● The request:
Reproduce only the lines starting at the one containing "In this exercise you will locate the turquoise" and ending at the one containing "point(475, 420)", switching "shrub" to "bush" and leaving everything else unchanged.

● Exercise material:
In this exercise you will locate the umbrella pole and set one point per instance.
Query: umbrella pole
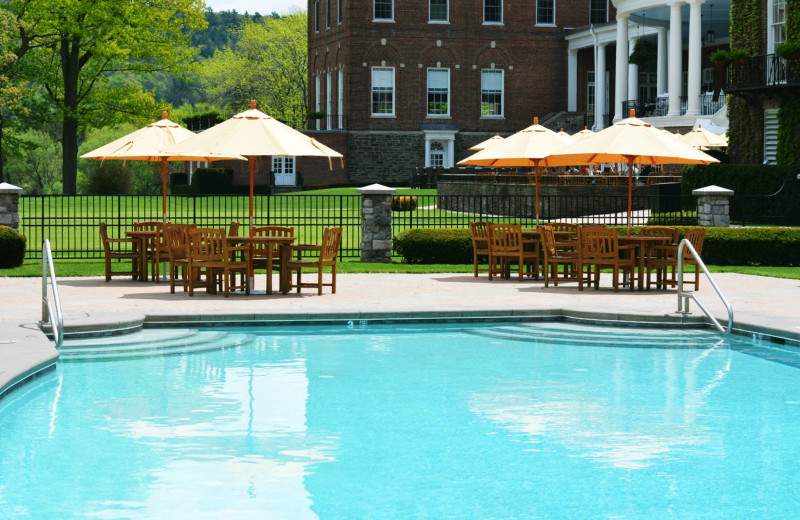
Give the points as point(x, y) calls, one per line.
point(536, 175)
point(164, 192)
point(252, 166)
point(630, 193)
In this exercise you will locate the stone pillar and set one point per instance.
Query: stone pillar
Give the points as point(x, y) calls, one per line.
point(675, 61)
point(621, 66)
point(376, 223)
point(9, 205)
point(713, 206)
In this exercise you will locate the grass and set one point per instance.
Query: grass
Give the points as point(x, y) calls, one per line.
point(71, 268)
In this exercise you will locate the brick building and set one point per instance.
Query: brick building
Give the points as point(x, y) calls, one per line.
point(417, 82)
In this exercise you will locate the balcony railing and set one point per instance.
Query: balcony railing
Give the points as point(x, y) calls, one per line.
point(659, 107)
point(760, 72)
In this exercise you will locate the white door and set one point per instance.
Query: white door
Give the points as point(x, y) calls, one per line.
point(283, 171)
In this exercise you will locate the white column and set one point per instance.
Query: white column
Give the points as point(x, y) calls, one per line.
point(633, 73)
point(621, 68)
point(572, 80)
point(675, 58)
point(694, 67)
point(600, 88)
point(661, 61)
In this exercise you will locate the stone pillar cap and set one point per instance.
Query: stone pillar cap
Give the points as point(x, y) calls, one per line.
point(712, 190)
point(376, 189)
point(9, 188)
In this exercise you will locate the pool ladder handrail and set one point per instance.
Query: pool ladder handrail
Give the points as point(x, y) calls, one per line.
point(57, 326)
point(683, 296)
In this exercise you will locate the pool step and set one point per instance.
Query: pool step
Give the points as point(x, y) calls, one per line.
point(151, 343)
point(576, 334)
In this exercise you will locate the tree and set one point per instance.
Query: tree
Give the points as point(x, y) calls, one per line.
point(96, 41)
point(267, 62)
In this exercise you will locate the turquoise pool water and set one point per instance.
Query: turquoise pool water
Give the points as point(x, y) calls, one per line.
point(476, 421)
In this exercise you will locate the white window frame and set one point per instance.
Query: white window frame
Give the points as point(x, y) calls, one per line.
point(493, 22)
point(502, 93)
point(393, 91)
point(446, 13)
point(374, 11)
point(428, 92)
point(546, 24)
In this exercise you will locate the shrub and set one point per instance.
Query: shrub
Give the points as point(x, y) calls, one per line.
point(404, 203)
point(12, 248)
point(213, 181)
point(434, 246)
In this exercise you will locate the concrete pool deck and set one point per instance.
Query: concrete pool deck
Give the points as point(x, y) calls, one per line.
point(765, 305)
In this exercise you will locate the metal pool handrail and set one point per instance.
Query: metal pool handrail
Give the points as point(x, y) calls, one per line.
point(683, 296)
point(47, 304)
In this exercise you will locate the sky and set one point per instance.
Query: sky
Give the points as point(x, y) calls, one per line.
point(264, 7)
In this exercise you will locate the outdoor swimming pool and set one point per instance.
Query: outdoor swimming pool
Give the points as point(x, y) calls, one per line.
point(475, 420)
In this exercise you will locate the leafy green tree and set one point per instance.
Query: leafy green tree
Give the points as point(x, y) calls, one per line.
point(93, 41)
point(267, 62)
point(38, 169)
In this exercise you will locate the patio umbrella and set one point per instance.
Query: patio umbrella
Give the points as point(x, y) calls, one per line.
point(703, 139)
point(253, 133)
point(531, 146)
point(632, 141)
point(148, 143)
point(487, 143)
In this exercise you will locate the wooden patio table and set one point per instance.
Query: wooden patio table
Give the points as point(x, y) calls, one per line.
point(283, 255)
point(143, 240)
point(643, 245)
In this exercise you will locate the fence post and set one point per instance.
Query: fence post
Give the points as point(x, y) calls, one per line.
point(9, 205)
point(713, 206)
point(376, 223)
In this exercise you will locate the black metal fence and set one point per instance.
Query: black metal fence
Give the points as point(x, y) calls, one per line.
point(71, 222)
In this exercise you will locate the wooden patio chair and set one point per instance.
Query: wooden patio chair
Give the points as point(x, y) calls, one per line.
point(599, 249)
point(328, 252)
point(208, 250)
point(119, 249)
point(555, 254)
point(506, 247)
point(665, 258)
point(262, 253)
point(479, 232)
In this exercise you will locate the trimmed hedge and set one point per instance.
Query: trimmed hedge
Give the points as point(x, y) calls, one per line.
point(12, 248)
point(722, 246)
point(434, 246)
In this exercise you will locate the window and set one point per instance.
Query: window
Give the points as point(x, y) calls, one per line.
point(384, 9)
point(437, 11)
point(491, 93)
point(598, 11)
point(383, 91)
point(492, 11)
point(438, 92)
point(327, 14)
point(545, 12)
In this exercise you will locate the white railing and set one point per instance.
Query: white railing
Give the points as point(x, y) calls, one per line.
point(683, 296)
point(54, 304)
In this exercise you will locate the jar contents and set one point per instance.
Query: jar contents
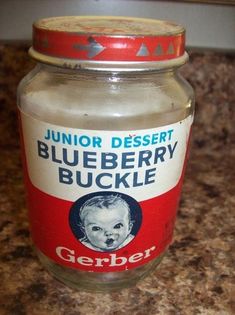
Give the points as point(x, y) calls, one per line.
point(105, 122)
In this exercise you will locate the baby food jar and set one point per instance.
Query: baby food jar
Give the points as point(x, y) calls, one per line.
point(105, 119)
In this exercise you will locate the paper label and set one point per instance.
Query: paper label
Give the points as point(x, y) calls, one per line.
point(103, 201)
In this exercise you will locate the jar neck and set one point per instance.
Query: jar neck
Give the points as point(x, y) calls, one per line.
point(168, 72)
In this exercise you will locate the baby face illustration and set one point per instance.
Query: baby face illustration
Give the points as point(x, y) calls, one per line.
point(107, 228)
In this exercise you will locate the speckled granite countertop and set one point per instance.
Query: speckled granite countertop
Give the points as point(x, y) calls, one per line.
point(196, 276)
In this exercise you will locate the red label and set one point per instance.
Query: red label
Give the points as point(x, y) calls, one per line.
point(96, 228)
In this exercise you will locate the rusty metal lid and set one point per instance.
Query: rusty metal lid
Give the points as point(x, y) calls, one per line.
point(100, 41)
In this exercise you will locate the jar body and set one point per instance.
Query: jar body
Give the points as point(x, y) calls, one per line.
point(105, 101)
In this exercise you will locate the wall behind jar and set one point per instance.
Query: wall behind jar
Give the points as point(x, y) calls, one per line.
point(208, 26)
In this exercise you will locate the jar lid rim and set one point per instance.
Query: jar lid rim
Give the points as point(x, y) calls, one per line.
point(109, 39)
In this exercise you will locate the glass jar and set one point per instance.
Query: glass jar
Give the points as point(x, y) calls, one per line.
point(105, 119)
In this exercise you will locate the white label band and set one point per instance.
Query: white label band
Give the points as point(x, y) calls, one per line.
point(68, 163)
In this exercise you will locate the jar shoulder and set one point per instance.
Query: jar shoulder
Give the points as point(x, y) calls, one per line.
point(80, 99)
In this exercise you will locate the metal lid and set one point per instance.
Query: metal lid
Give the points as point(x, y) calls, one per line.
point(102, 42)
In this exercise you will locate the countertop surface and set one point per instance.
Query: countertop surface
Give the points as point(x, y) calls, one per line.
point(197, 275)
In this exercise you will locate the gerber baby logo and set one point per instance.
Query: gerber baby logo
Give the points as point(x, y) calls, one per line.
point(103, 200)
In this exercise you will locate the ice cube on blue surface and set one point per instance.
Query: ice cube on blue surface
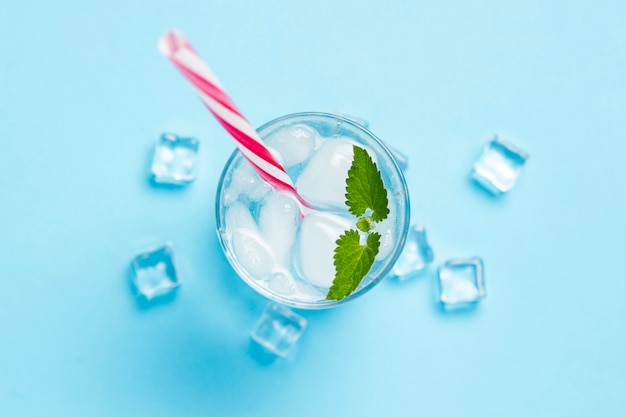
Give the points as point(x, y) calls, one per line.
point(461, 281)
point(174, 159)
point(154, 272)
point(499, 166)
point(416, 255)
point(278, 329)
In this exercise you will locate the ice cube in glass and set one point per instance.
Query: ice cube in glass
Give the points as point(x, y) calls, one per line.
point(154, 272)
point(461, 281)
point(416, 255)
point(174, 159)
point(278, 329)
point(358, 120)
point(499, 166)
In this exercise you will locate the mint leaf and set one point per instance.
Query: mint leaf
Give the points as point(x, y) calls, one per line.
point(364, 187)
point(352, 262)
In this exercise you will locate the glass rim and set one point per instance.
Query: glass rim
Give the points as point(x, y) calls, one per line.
==
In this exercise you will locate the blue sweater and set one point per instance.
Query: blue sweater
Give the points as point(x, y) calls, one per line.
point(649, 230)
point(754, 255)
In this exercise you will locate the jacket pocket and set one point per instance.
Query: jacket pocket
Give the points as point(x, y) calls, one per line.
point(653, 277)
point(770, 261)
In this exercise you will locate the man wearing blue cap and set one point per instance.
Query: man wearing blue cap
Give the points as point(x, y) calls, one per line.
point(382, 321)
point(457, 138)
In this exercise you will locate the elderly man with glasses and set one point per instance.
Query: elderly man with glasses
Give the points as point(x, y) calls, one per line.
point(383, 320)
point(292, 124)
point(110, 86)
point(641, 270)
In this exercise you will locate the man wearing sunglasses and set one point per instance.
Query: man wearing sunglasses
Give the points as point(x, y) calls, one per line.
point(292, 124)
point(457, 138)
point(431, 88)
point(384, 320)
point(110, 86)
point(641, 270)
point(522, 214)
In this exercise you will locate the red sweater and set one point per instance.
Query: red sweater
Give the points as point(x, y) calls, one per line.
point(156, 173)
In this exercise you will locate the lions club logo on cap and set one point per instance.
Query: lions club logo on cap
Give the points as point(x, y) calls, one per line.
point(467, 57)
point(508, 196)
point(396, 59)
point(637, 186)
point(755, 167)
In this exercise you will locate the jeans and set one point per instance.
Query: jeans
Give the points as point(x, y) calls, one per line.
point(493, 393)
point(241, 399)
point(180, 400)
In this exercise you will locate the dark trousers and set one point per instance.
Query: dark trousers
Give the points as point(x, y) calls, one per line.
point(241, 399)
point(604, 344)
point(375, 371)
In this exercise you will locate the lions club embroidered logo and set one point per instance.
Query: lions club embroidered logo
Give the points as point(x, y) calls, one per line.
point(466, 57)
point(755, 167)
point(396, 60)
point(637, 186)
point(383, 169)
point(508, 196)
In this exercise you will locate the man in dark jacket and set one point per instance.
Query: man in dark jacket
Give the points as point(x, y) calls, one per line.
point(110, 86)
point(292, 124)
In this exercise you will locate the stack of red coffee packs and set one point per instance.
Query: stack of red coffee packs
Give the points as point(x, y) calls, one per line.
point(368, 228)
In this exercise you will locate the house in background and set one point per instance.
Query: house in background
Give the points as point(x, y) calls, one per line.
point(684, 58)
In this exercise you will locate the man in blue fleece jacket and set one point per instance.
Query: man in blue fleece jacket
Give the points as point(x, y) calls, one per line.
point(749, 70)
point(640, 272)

● Solution for this exercise:
In this exercise you will locate the turquoise pool water and set one point per instance.
Query: turquoise pool water
Give the points as point(x, y) calls, one per line.
point(476, 421)
In this exercise you will locate the white window frame and set one point per instance.
Query: white window frame
Give the points as point(x, y) calls, one per line.
point(493, 22)
point(502, 93)
point(393, 91)
point(446, 13)
point(374, 11)
point(428, 92)
point(546, 24)
In this exercise you will locate the bush and set one point per instance.
Query: bush
Give the points as point(x, y) calls, one per line.
point(404, 203)
point(12, 248)
point(213, 181)
point(434, 246)
In this exercise you will locate the concrete pool deck and set one point per instance.
Query: concrete pool deck
Give the points as point(x, y) calls, one per line.
point(765, 305)
In this exercise you will locate the metal pool handrail and set one point per instance.
Query: metal pool handrail
Give the points as point(x, y) calls, one per line.
point(683, 296)
point(47, 304)
In this exercise you will locate the sky and set one point per instance.
Query: sky
Give the points as point(x, y) calls, one per line.
point(264, 7)
In this exercise you will locate the outdoor swimming pool and set one point per instance.
Query: outdoor swimming pool
Give the points as point(x, y) calls, one per line.
point(475, 420)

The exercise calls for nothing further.